List of tasks:
1. From the file listing, reproduce the passage starting with "ASVs_rep.fasta: This is" and going on through "relationships among ASVs.".
2. Answer these from the file listing:
(a) What format does it give as an example for ASVs_phylo.tre?
(b) Which sheet of TAXONOMY_Assignment.xlsx explains each item?
(c) In Taxonomy_Top20_Input.xlsx, what is displayed on individual sheets?
3. List every file name given in the file listing.

Text shown:
********************

Summary - ASVs (data)

QC_statistics.xlsx: This file is a representation of the results obtained from the analysis, including information such as the raw data, quality filter, and chimeric read removal.
ASVs_rep.fasta: This is a fasta file containing nucleotide sequences represented by unique identifiers ASVs.
ASVs_phylo.tre: A phylogenetic tree file (e.g., Newick format) representing the phylogenetic relationships among ASVs.
ASV_table.biom: An ASV table in BIOM format, containing abundance data used for diversity analyses.

Taxonomy_analysis (*_DB)

TAXONOMY_Assignment.xlsx: Taxonomys Profile Excel file. Check out the glossary sheet for a detailed explanation of each item.
Taxonomy_Top20_Input.xlsx: This input file presents the abundance ratio of the top 20 taxonomies utilized in the graph, with each taxonomy level displayed on individual sheets.
ASVs_{Alignment tool}_{Database}.biom: A BIOM table that includes taxonomic assignments for each ASV, based on the alignment tool and database used.

Taxonomy_analysis (Count, Ratio)

********************

Data excerpts:
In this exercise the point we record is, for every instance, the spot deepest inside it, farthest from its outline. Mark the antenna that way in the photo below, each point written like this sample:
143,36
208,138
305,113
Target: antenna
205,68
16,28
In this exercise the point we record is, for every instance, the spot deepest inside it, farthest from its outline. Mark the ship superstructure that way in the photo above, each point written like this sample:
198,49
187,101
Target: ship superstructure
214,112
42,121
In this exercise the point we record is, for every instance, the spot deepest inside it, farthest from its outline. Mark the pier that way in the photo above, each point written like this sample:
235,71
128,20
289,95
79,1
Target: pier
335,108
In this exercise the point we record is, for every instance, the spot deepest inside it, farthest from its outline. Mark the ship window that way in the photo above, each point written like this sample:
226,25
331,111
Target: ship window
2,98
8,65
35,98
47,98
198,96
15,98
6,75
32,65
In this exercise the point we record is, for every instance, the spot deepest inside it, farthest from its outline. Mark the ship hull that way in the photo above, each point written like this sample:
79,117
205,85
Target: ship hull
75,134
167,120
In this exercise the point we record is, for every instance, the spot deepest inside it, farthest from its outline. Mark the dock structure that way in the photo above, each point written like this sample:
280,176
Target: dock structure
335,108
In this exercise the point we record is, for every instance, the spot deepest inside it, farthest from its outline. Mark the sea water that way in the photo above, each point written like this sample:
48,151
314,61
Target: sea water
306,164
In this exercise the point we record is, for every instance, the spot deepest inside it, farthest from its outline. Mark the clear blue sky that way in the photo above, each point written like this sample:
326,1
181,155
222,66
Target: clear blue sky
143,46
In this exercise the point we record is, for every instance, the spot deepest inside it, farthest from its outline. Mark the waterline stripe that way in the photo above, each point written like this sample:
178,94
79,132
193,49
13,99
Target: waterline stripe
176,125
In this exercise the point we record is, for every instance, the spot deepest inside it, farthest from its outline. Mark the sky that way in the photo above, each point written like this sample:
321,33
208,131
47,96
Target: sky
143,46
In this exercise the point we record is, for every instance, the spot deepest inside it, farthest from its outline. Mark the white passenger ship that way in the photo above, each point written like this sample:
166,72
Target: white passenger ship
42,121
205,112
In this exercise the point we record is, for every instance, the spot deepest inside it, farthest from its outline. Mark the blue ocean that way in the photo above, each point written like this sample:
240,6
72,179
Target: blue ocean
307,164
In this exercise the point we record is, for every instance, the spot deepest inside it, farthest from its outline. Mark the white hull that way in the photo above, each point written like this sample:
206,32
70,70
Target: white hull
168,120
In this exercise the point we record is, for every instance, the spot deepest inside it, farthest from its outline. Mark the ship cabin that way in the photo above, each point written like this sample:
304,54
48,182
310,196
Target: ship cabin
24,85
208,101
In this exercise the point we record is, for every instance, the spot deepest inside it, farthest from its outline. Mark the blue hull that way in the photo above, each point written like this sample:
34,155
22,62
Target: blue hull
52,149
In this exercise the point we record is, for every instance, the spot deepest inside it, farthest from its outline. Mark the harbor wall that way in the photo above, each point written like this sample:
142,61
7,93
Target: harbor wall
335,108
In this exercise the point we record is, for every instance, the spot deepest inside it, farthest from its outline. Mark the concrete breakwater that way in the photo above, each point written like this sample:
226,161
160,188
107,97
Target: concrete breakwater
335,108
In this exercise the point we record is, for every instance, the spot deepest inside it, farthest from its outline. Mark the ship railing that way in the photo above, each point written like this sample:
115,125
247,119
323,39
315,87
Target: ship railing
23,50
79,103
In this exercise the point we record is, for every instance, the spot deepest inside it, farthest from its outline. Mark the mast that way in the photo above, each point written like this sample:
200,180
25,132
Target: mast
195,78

********************

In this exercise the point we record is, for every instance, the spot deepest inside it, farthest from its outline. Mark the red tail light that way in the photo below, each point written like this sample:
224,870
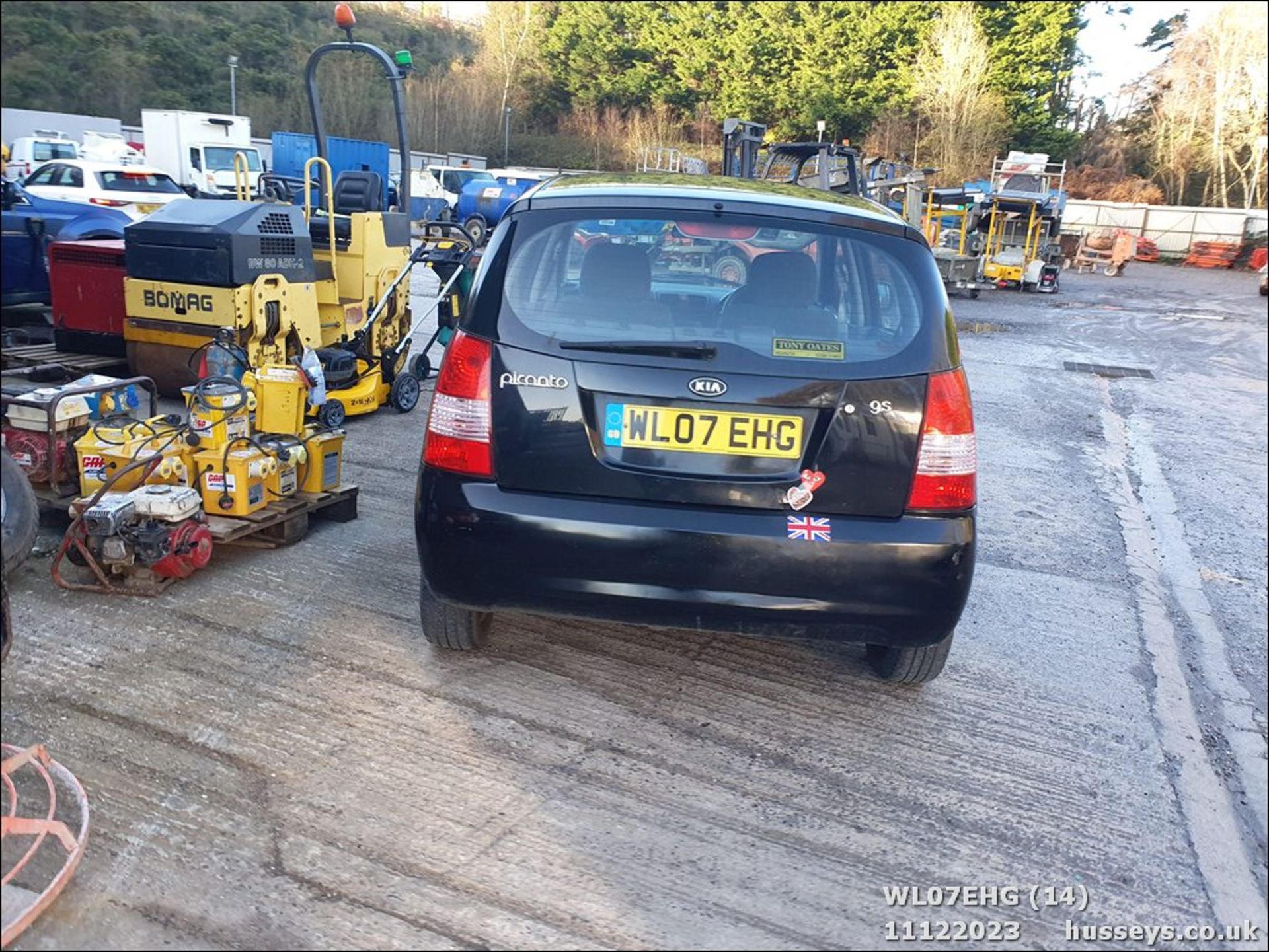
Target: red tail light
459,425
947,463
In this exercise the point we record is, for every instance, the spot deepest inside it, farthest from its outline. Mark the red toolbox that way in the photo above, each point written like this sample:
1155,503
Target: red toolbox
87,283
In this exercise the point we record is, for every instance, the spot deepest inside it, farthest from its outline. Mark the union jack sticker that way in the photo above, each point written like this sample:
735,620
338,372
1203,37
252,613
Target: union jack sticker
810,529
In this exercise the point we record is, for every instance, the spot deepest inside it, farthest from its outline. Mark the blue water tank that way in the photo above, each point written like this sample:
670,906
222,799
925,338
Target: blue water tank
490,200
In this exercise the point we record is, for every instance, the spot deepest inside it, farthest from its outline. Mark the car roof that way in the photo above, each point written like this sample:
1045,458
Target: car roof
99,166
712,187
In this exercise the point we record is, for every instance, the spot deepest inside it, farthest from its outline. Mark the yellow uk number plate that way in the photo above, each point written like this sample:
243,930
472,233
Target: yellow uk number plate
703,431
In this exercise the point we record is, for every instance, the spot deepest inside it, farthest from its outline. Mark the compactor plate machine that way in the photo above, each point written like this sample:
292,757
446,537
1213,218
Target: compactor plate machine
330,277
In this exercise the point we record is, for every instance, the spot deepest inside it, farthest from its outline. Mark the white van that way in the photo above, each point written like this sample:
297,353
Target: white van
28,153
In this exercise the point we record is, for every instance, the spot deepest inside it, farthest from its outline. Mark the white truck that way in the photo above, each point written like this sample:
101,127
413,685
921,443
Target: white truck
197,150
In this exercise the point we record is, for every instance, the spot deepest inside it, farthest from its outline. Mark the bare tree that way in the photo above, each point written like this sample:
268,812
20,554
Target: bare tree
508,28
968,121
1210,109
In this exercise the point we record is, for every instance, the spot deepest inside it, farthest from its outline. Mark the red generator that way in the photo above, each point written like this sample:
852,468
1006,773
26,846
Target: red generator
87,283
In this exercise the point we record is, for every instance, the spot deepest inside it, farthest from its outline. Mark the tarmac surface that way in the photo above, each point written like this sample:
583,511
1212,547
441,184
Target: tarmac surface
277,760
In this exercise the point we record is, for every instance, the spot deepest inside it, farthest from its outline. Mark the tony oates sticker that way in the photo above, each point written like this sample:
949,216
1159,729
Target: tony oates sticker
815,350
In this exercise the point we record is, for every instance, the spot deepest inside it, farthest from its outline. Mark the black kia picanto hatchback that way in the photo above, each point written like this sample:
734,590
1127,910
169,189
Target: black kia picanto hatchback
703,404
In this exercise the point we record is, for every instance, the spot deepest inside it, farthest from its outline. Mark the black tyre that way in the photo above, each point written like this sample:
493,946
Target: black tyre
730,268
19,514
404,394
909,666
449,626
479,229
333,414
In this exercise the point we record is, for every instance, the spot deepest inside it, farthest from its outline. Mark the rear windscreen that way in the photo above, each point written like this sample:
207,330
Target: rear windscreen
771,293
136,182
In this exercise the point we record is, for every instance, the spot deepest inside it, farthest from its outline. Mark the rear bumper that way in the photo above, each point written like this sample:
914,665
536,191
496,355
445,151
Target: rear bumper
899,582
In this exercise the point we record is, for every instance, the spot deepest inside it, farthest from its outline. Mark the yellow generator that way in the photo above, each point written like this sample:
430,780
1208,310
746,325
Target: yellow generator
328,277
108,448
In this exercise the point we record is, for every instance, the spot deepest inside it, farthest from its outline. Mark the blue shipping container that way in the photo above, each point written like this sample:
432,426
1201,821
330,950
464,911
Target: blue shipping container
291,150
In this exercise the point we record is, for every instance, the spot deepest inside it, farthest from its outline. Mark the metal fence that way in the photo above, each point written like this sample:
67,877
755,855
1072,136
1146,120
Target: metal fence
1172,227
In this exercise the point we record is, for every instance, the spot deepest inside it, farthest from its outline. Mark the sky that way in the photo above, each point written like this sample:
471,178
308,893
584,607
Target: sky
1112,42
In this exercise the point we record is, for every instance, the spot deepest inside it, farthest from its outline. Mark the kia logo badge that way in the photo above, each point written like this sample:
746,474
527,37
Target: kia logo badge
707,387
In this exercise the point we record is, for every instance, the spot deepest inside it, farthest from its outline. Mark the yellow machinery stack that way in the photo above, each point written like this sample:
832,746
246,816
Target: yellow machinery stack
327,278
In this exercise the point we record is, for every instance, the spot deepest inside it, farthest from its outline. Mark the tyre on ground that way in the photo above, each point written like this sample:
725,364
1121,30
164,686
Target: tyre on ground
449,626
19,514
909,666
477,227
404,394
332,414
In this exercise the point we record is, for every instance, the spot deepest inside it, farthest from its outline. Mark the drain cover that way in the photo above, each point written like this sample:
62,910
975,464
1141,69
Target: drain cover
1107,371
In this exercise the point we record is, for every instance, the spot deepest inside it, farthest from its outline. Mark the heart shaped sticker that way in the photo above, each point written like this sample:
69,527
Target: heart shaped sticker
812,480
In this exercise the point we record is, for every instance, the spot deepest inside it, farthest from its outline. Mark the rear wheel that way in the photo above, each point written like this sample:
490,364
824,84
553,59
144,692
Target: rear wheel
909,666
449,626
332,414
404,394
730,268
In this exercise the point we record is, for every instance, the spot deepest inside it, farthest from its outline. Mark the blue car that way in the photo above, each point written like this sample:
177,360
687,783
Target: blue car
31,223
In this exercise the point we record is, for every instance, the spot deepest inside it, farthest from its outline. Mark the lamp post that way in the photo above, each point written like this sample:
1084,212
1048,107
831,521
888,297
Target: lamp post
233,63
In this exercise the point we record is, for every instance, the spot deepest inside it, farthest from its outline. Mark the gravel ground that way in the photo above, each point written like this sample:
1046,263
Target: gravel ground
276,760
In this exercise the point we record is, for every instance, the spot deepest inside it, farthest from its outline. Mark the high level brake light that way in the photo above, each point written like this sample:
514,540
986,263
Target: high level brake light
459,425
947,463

********************

Outputs in order:
1.
ASVs_rep.fasta: This is a fasta file containing nucleotide sequences represented by unique identifiers ASVs.
ASVs_phylo.tre: A phylogenetic tree file (e.g., Newick format) representing the phylogenetic relationships among ASVs.

2.
(a) Newick format
(b) The glossary sheet
(c) Each taxonomy level

3.
QC_statistics.xlsx
ASVs_rep.fasta
ASVs_phylo.tre
ASV_table.biom
TAXONOMY_Assignment.xlsx
Taxonomy_Top20_Input.xlsx
ASVs_{Alignment tool}_{Database}.biom